Outline labeling records:
• • • • •

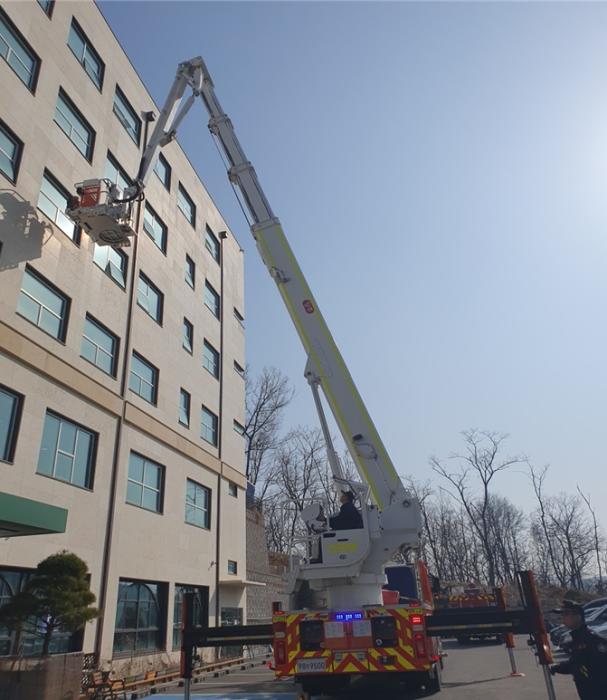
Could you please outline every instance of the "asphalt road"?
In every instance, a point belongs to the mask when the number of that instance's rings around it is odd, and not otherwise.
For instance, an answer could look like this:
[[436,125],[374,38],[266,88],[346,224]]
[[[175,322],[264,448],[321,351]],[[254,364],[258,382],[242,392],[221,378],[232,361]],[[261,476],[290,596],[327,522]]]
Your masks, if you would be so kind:
[[[434,697],[440,700],[547,700],[542,669],[536,665],[533,652],[524,637],[517,638],[515,658],[522,678],[510,676],[510,662],[504,646],[473,644],[462,647],[454,641],[444,643],[448,653],[443,671],[443,690]],[[557,655],[555,660],[560,660]],[[573,681],[567,676],[554,676],[557,700],[577,700]],[[180,689],[181,690],[181,689]],[[174,691],[173,691],[174,692]],[[377,693],[362,683],[340,696],[339,700],[369,700]],[[382,700],[413,700],[420,697],[403,689],[381,690]],[[163,696],[163,700],[181,700],[181,694]],[[235,671],[192,687],[192,698],[206,700],[295,700],[292,681],[276,681],[267,668]]]

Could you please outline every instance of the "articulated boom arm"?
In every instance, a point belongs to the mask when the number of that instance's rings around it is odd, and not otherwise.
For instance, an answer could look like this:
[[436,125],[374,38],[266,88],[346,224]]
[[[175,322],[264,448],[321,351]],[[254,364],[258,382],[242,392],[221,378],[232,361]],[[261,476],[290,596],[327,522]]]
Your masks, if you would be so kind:
[[[221,108],[204,61],[195,58],[181,64],[179,70],[182,71],[184,66],[189,67],[191,75],[197,76],[195,90],[200,91],[209,112],[209,129],[229,163],[228,176],[240,190],[249,209],[253,219],[251,231],[259,252],[278,286],[307,353],[308,381],[313,388],[321,387],[360,476],[369,485],[379,510],[410,498],[352,381],[280,223],[270,208],[255,170],[236,138],[230,119]],[[199,71],[202,80],[198,79]],[[334,476],[340,479],[336,460],[330,461]]]

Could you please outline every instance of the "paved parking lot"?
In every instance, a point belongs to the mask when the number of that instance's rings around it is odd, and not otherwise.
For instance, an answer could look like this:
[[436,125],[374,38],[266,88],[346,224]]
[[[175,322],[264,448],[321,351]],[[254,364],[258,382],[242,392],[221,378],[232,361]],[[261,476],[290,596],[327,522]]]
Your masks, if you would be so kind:
[[[547,700],[542,669],[535,663],[524,637],[517,637],[515,657],[523,678],[510,676],[510,663],[504,646],[472,644],[462,647],[446,641],[443,690],[435,696],[440,700]],[[560,660],[560,658],[557,658]],[[577,700],[573,681],[567,676],[554,676],[558,700]],[[369,700],[377,689],[361,684],[340,700]],[[295,700],[297,694],[292,681],[276,681],[267,668],[257,667],[236,671],[228,676],[214,678],[193,686],[193,698],[205,700]],[[381,700],[408,700],[416,697],[402,689],[381,690]],[[163,696],[163,700],[182,700],[181,694]]]

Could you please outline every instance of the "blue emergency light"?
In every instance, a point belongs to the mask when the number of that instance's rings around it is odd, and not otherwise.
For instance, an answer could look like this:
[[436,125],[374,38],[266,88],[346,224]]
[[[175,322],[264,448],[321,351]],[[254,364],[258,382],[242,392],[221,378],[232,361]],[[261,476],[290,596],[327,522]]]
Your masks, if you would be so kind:
[[333,619],[335,622],[349,622],[350,620],[364,620],[365,616],[363,613],[358,612],[358,613],[335,613],[333,615]]

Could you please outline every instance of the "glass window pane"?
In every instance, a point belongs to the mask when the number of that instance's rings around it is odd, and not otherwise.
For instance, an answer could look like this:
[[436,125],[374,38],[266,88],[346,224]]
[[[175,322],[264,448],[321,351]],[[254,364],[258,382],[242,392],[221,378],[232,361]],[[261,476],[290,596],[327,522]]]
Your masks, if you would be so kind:
[[47,414],[42,431],[42,442],[40,444],[40,454],[38,456],[39,474],[52,476],[53,465],[55,463],[55,452],[57,451],[57,440],[59,438],[59,419]]
[[141,505],[148,510],[160,511],[159,494],[152,489],[143,488],[143,501]]
[[74,458],[74,473],[72,483],[77,486],[90,486],[91,451],[93,436],[84,430],[78,431],[76,441],[76,456]]
[[17,396],[0,389],[0,459],[8,459],[10,456],[18,406]]
[[152,488],[160,488],[160,467],[151,462],[145,463],[145,471],[143,474],[143,483]]
[[71,455],[76,451],[76,426],[67,421],[61,421],[59,431],[59,449]]
[[38,324],[38,312],[40,311],[40,305],[37,304],[33,299],[28,297],[26,294],[21,292],[19,294],[19,302],[17,304],[17,313],[21,314],[27,318],[28,321]]
[[0,55],[15,71],[21,81],[27,85],[27,87],[31,88],[34,84],[38,61],[25,40],[15,33],[1,15]]
[[55,461],[55,474],[53,476],[56,479],[61,479],[61,481],[70,481],[72,477],[73,463],[73,457],[71,457],[70,455],[66,455],[63,452],[57,452],[57,459]]
[[143,481],[143,466],[143,458],[131,452],[129,456],[129,479]]
[[141,505],[142,492],[143,486],[141,484],[134,484],[132,481],[129,481],[126,487],[126,500],[139,506]]

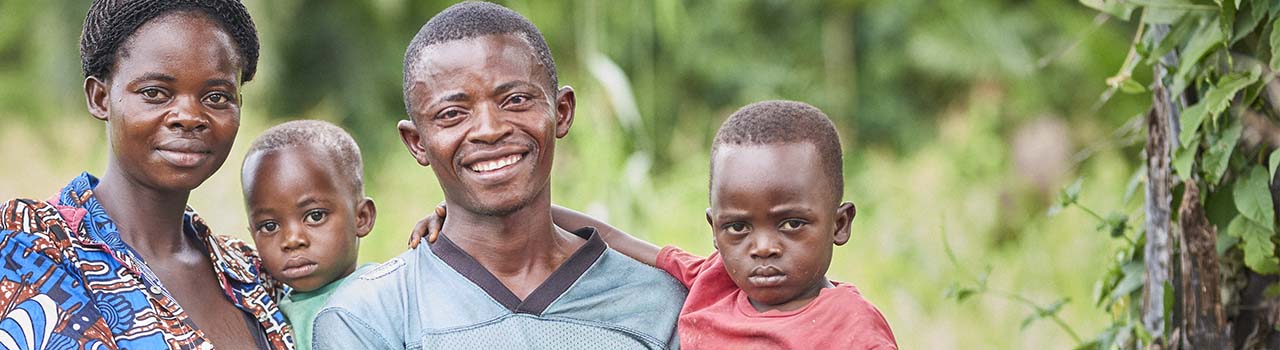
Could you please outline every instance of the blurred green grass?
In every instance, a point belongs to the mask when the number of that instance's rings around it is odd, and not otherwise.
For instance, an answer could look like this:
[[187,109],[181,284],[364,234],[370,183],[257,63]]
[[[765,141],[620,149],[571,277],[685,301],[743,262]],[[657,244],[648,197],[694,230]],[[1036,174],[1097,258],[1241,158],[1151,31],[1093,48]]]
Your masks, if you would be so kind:
[[[448,1],[247,3],[262,36],[260,74],[243,90],[232,156],[191,205],[216,232],[248,238],[244,149],[274,123],[328,119],[360,142],[379,206],[361,260],[402,253],[442,195],[396,133],[399,60]],[[1112,129],[1144,101],[1119,95],[1093,108],[1132,26],[1100,24],[1092,10],[1056,0],[507,4],[547,35],[562,83],[579,92],[577,119],[557,147],[554,203],[709,254],[714,128],[750,101],[803,100],[840,127],[845,199],[859,209],[829,274],[881,308],[902,349],[1074,347],[1050,322],[1023,329],[1033,310],[1020,304],[947,299],[964,277],[943,253],[943,232],[965,269],[991,269],[992,287],[1042,304],[1070,299],[1061,317],[1082,336],[1110,321],[1091,300],[1114,242],[1075,209],[1044,212],[1075,177],[1085,178],[1089,208],[1135,205],[1097,199],[1125,191],[1139,165],[1128,160],[1139,150]],[[84,8],[0,3],[0,164],[10,164],[0,196],[46,197],[81,171],[104,169],[105,131],[79,88]],[[1065,127],[1019,144],[1041,121]]]

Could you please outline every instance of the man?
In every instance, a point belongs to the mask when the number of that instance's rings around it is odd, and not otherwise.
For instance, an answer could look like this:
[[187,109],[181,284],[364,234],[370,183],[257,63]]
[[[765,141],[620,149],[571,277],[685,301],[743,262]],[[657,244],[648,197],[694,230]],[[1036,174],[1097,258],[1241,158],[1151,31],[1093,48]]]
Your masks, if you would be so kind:
[[411,250],[343,286],[315,321],[316,349],[667,349],[685,288],[552,223],[556,138],[575,96],[522,15],[462,3],[404,55],[401,138],[430,165],[449,217]]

• • • • •

SET TASK:
Through the last line of the entries above, beginning at the line containing "Could you please outline every instance of the man?", transcribe each line exactly, both ends included and nothing more.

THE RESULT:
Could you please outline every instance of the man?
In every instance, a point belongs to the mask when the number of that instance's rings around it is odd, and not otherwise.
For instance, an answer could look like this:
[[187,109],[181,284],[364,234],[370,183],[257,63]]
[[[765,141],[620,149],[571,277],[685,301],[743,262]],[[657,244],[648,197],[694,230]],[[1036,174],[1097,258],[1241,158],[1151,31],[1093,48]]]
Your masks, if you would be so kind:
[[411,250],[343,286],[315,321],[316,349],[667,349],[685,288],[552,223],[556,138],[575,96],[522,15],[462,3],[404,55],[401,138],[430,165],[449,217]]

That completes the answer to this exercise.